▶ _Your objective_: Write out the data below exactly, from its first line to the line containing "like [407, 235].", that line included.

▶ _Given records_:

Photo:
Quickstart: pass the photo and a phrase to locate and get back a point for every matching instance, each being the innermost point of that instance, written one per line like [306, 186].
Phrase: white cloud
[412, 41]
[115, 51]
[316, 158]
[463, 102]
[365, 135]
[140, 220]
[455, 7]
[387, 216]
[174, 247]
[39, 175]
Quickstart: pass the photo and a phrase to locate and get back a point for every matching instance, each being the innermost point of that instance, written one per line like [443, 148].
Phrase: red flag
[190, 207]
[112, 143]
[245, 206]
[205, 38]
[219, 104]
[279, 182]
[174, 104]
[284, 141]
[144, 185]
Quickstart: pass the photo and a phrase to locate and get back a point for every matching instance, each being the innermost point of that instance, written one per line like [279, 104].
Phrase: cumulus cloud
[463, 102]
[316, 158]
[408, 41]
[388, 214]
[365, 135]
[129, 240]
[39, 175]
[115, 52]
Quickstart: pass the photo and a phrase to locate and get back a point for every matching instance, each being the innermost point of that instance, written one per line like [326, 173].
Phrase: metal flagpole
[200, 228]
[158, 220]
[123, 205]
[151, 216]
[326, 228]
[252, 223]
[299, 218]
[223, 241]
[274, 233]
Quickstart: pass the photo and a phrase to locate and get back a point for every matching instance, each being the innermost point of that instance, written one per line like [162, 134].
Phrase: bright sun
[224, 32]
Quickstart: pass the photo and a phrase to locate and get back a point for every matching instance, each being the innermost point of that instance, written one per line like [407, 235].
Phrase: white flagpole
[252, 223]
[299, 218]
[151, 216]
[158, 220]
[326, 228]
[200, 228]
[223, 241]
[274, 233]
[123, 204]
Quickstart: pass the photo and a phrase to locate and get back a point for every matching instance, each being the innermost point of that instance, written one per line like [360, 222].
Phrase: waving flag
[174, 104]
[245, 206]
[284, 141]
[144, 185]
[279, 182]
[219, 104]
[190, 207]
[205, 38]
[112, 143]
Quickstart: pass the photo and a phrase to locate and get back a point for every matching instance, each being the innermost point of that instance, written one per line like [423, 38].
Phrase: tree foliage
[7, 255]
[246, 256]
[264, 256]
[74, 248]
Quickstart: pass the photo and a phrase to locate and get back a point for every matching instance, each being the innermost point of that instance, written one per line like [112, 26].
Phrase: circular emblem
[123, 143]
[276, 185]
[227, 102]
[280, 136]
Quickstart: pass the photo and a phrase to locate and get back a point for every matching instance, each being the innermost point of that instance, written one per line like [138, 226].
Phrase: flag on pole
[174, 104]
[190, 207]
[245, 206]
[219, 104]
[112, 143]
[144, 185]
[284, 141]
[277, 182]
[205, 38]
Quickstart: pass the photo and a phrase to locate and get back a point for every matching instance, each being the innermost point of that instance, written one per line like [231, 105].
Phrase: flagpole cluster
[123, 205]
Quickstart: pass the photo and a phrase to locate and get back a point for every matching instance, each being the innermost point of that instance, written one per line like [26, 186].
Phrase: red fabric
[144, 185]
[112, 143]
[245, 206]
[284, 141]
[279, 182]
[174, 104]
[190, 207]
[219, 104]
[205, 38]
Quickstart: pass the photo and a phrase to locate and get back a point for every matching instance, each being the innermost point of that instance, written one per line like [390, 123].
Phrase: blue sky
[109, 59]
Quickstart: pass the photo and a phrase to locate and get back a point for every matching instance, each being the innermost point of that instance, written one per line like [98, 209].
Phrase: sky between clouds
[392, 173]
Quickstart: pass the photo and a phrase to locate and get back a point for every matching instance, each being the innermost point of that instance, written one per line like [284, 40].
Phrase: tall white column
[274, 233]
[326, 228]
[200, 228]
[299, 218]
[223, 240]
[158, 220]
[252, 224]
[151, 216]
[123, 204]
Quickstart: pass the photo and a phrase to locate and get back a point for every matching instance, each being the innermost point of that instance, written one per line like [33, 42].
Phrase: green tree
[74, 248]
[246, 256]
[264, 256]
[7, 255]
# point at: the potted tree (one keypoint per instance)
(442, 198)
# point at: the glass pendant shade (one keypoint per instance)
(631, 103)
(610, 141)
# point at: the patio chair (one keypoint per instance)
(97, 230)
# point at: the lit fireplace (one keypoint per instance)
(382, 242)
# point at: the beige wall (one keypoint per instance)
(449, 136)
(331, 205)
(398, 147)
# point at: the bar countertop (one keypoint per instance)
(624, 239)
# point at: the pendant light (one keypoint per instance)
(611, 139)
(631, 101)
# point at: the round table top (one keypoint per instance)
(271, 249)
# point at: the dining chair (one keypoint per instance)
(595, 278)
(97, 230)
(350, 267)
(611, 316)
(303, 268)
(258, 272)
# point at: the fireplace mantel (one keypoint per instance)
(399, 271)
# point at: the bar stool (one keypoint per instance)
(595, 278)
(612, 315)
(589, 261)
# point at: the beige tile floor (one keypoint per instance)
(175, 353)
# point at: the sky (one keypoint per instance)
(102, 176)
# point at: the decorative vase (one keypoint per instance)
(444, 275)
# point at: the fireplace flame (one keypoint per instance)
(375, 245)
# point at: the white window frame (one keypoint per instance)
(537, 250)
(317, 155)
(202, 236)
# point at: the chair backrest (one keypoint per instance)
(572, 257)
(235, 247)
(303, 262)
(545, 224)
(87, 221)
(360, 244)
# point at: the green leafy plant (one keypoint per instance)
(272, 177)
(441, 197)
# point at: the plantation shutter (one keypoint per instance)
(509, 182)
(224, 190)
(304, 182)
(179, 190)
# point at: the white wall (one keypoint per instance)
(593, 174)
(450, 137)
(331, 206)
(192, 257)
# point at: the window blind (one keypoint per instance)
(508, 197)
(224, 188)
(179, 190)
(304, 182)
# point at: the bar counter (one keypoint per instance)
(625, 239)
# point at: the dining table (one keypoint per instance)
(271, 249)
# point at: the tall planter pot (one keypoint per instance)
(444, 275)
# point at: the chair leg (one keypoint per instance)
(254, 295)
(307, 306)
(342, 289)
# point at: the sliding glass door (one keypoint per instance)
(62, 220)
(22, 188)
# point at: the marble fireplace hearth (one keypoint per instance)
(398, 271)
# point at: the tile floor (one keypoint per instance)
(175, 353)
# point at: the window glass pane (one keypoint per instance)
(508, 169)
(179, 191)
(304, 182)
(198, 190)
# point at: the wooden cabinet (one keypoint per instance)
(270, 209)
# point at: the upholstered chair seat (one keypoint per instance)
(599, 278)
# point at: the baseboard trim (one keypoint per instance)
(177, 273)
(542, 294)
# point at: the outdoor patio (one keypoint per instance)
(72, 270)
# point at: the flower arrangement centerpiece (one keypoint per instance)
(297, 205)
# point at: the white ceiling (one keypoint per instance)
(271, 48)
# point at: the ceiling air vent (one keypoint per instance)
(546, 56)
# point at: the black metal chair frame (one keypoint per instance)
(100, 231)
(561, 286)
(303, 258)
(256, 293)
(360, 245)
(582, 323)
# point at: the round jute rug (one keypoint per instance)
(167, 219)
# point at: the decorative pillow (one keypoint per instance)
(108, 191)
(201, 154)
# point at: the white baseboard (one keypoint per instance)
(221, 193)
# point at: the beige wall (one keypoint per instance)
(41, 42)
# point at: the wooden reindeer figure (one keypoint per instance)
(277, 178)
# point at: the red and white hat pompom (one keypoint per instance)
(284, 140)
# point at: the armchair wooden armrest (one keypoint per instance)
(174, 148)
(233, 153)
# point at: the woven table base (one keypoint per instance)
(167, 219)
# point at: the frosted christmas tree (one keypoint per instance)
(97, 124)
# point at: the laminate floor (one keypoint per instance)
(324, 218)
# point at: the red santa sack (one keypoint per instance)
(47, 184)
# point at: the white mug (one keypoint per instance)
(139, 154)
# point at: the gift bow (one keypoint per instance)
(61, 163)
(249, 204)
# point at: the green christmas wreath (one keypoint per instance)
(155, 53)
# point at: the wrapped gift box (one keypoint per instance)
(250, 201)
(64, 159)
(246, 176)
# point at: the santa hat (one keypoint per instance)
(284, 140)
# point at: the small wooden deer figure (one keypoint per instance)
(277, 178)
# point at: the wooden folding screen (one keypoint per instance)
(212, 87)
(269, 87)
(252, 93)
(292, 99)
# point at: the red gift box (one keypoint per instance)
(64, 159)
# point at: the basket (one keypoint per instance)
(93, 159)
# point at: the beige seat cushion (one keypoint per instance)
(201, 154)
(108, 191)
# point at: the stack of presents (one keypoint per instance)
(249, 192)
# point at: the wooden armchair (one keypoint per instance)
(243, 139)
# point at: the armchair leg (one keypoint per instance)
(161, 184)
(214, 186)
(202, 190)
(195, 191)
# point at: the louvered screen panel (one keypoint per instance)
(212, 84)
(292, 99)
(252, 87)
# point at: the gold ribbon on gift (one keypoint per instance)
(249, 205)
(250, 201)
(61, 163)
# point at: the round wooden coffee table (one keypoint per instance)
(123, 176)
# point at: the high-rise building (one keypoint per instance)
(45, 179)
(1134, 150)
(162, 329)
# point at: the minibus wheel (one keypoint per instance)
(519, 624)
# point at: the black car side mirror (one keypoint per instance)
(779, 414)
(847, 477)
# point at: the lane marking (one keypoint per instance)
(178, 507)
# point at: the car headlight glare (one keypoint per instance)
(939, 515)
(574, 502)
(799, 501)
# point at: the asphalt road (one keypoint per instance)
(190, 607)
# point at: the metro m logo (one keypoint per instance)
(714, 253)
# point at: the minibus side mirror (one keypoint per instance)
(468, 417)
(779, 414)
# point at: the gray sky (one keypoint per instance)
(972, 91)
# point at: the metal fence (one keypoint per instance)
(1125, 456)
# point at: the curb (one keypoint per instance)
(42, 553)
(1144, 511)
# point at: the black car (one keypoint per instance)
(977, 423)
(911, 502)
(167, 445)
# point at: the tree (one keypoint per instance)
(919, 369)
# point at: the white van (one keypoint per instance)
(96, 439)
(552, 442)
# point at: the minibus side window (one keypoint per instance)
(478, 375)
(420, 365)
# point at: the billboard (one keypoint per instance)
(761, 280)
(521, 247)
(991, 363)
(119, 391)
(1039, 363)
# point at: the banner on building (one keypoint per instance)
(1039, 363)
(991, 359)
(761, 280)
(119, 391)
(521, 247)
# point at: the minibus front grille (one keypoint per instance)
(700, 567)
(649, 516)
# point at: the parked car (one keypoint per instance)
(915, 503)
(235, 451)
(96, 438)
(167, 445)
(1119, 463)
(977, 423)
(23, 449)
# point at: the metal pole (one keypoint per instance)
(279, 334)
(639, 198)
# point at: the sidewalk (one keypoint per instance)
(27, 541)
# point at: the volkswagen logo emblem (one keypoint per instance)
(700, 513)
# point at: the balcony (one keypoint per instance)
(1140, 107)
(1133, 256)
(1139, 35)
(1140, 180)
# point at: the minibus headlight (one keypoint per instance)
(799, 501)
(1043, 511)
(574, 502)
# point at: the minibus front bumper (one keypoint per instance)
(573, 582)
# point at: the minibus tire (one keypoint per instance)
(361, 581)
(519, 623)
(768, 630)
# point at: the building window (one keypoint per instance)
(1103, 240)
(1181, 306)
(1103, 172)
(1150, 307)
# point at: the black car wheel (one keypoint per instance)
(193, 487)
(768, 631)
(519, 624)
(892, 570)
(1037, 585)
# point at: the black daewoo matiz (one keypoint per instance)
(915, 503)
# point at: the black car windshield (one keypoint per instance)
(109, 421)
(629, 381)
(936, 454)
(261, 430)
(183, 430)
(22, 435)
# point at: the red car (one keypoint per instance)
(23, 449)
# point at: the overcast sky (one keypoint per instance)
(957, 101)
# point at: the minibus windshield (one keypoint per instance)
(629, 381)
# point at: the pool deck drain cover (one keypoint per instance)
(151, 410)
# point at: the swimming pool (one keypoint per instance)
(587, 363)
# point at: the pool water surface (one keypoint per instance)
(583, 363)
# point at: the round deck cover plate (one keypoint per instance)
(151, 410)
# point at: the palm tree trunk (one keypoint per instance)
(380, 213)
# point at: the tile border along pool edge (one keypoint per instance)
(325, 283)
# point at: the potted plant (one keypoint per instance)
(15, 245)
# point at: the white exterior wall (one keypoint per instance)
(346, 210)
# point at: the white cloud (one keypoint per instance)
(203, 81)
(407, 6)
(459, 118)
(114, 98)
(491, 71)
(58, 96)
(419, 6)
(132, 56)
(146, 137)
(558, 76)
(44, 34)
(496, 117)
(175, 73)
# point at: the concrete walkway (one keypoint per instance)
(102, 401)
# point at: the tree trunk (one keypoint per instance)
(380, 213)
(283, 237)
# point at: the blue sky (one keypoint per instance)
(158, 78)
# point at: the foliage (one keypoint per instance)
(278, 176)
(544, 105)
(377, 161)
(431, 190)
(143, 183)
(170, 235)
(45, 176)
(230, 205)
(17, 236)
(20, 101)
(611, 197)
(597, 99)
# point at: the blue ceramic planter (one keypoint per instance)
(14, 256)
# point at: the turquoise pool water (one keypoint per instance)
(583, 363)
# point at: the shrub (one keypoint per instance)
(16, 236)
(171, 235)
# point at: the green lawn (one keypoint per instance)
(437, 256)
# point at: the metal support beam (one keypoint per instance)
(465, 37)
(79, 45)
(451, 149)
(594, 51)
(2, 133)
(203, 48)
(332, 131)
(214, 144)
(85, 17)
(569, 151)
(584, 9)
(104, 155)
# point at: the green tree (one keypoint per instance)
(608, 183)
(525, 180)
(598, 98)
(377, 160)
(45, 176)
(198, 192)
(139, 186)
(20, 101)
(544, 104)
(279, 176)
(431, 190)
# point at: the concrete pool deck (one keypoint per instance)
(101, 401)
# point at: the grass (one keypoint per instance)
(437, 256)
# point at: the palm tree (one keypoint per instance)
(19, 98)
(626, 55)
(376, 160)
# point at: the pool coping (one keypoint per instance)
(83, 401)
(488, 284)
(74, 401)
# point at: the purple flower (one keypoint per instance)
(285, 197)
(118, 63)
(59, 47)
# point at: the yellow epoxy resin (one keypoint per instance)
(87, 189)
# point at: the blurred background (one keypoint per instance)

▶ _Solution below_:
Photo:
Quickstart: pass the photo and a phrase to locate and get back a point for every matching instance, each being the innermost point of that instance, written one per line like [306, 186].
Phrase: white cloud
[412, 41]
[115, 51]
[316, 158]
[463, 102]
[365, 135]
[140, 220]
[455, 7]
[387, 216]
[174, 247]
[39, 175]
Quickstart: pass the photo and a phrase to locate and get back a point for every matching instance, each being the innermost point of that instance, written one per line like [443, 148].
Phrase: red flag
[190, 207]
[112, 143]
[245, 206]
[205, 38]
[219, 104]
[279, 182]
[174, 104]
[284, 141]
[144, 185]
Quickstart: pass the photo and a phrase to locate and get back a point for every matching instance, each being the innermost point of that instance, written one per line like [279, 104].
Phrase: cumulus cloud
[463, 102]
[316, 158]
[408, 41]
[388, 214]
[365, 135]
[129, 240]
[39, 175]
[115, 52]
Quickstart: pass the photo and a phrase to locate and get back a point for every matching instance, each being the innermost point of that instance, written one per line like [326, 173].
Phrase: metal flagpole
[200, 228]
[158, 220]
[123, 205]
[151, 216]
[326, 228]
[252, 223]
[299, 218]
[223, 241]
[274, 233]
Quickstart: pass the photo and a phrase to locate and get back a point for every matching instance, each being the innermost point of that instance, written one per line like [162, 134].
Phrase: bright sun
[224, 32]
Quickstart: pass the photo and a phrase to locate and get back a point for every matching instance, each being the innermost point of that instance, written one per line like [407, 235].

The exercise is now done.